* **Dataset excerpts**

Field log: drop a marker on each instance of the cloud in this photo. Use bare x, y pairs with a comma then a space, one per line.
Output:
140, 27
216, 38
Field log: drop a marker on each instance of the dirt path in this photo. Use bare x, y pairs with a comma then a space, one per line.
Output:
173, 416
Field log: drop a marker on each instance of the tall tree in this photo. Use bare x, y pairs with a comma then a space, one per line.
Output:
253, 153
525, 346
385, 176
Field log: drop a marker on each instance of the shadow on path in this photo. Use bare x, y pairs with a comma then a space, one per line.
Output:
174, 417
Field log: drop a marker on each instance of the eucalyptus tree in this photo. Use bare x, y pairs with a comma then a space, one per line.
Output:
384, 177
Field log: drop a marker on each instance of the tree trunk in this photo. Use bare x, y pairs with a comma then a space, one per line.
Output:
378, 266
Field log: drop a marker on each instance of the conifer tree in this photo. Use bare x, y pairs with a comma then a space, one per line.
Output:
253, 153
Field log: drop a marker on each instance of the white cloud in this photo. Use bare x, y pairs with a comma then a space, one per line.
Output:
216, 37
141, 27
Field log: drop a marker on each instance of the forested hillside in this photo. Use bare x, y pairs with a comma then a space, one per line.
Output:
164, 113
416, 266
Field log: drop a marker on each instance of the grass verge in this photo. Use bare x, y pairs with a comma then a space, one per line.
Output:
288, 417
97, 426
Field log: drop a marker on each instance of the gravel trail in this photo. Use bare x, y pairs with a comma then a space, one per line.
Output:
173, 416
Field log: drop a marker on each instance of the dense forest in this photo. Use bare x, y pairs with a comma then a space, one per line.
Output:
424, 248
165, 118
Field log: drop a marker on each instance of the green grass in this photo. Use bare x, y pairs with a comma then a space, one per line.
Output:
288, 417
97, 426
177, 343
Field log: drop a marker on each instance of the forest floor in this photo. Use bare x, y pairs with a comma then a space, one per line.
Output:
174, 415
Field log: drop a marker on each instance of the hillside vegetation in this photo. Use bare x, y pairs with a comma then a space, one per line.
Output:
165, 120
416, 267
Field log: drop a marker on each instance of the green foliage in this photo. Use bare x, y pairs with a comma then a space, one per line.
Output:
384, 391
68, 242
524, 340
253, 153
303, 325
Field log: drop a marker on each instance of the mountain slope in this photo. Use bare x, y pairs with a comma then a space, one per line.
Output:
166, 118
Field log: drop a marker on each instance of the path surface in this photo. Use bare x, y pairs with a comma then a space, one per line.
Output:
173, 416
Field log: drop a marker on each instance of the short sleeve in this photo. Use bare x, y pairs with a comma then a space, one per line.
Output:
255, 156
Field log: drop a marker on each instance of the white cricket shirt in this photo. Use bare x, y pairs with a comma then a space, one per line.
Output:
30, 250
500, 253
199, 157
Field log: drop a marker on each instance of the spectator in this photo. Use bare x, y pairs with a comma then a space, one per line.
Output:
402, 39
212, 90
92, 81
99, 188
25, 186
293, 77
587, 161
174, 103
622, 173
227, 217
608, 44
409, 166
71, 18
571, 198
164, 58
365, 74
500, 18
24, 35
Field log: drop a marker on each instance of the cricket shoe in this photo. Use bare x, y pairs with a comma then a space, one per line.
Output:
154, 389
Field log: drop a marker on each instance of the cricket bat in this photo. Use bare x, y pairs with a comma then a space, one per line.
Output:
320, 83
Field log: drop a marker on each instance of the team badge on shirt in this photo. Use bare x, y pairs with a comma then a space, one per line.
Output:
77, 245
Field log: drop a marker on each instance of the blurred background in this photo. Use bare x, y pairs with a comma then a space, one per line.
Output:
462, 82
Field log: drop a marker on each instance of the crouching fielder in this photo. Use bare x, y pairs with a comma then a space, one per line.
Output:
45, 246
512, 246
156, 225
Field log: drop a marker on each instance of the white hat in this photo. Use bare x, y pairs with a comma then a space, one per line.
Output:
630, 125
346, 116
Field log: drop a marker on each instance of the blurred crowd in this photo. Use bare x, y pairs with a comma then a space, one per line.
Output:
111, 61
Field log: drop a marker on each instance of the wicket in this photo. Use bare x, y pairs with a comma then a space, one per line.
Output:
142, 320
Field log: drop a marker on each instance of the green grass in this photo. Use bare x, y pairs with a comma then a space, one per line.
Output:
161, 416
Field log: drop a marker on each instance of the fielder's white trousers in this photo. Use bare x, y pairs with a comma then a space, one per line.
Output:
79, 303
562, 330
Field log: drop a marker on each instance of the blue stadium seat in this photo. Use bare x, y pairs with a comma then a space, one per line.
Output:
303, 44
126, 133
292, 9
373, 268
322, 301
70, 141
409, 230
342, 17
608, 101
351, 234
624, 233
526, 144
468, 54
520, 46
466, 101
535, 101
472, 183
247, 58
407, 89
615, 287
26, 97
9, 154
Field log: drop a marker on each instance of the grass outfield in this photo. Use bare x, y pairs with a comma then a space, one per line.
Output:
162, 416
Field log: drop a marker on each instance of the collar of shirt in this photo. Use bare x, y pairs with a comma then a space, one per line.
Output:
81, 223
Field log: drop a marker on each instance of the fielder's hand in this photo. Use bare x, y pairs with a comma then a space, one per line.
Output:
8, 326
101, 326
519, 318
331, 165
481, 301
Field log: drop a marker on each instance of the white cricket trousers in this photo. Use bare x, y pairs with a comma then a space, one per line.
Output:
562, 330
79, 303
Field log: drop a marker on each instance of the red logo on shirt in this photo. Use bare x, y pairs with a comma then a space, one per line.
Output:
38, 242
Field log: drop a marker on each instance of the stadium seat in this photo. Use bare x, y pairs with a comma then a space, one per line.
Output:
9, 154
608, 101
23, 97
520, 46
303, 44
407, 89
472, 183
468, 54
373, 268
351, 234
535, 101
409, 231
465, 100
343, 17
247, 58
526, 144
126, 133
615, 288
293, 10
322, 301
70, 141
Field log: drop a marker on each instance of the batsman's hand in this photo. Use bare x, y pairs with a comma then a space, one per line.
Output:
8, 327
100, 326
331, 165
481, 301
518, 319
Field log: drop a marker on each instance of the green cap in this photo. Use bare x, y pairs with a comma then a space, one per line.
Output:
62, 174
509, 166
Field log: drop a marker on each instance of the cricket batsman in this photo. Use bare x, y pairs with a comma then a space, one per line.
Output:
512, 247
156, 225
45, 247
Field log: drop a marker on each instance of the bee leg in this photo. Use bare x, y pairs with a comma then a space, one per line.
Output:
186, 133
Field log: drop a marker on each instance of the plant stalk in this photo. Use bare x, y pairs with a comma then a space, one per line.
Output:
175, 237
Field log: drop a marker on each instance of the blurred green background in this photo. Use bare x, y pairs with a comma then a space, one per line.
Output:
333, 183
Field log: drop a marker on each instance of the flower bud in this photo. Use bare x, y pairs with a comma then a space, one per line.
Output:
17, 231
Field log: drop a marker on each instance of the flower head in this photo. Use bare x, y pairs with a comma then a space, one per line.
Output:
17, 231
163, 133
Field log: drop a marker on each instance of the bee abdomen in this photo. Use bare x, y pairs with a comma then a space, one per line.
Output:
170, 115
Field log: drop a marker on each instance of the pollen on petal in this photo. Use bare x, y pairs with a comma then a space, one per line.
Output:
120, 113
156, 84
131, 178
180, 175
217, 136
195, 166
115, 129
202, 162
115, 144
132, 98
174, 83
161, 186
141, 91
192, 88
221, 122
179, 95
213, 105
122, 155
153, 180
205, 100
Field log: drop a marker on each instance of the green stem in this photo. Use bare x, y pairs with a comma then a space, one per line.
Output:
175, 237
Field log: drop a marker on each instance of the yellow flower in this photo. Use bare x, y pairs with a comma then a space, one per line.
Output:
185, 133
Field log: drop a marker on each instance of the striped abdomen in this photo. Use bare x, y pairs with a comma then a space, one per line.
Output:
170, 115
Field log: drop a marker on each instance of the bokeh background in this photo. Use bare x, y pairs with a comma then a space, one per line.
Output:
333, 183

* **Given exercise**
Copy only this span: the line that contains "the cricket batsman", the last line, and every line between them.

* **The answer**
Field log: drop a marker on each instance of the cricket batsman in this photo. Use bare x, y pairs with a comma then a space, one per line.
Output:
512, 247
156, 225
45, 247
Field log: drop a marker on each instance of the bee leg in this photo. Use bare x, y pairs with a comma then a space, one per line.
Output:
186, 133
Field log: drop a marker on each instance of the plant stalk in this photo. Use bare x, y pairs with a comma then a space, one per line.
Output:
175, 237
Field log: drop a marker on each instance of the blurred green background in this photo. Use bare x, y pairs with a comma then a space, one per line.
Output:
333, 183
Field log: drop a marker on each instance of the flower bud in this photo. Use bare x, y pairs with a comma then a space, one per line.
Output:
17, 231
Field log: drop a marker on each instance of the flower head in this photo. Use bare x, y pairs with a comma then a space, one per line.
Output:
17, 231
163, 133
Field log: drop a marker on each instance of the bee abdomen in this photo. Use bare x, y pairs with a comma then a space, one per line.
Output:
170, 115
Field log: drop a marker on each instance of the pollen on petal in this photo. Use bare x, y pairs with a comma then a space, one per line.
Output:
120, 113
156, 84
131, 178
180, 175
217, 136
195, 166
115, 129
202, 162
115, 144
132, 98
174, 83
161, 186
141, 91
192, 88
221, 122
179, 95
213, 105
122, 155
153, 180
205, 100
Field log: drop a marker on each instance of the green stem in this photo. Use bare x, y pairs with a comma then a space, one per line.
Output:
175, 237
Field log: drop a marker on each instance of the yellow flower in this photo. Use bare x, y pairs with a comma then a space, one per line.
Output:
185, 133
Field log: drop a marker on each instance of the striped abdomen in this photo. Use bare x, y pairs with a comma then a space, one per line.
Output:
170, 115
Field log: drop a marker on each instance of the bokeh background in this photo. Use bare x, y pairs with a comma then a space, one per line.
Output:
333, 183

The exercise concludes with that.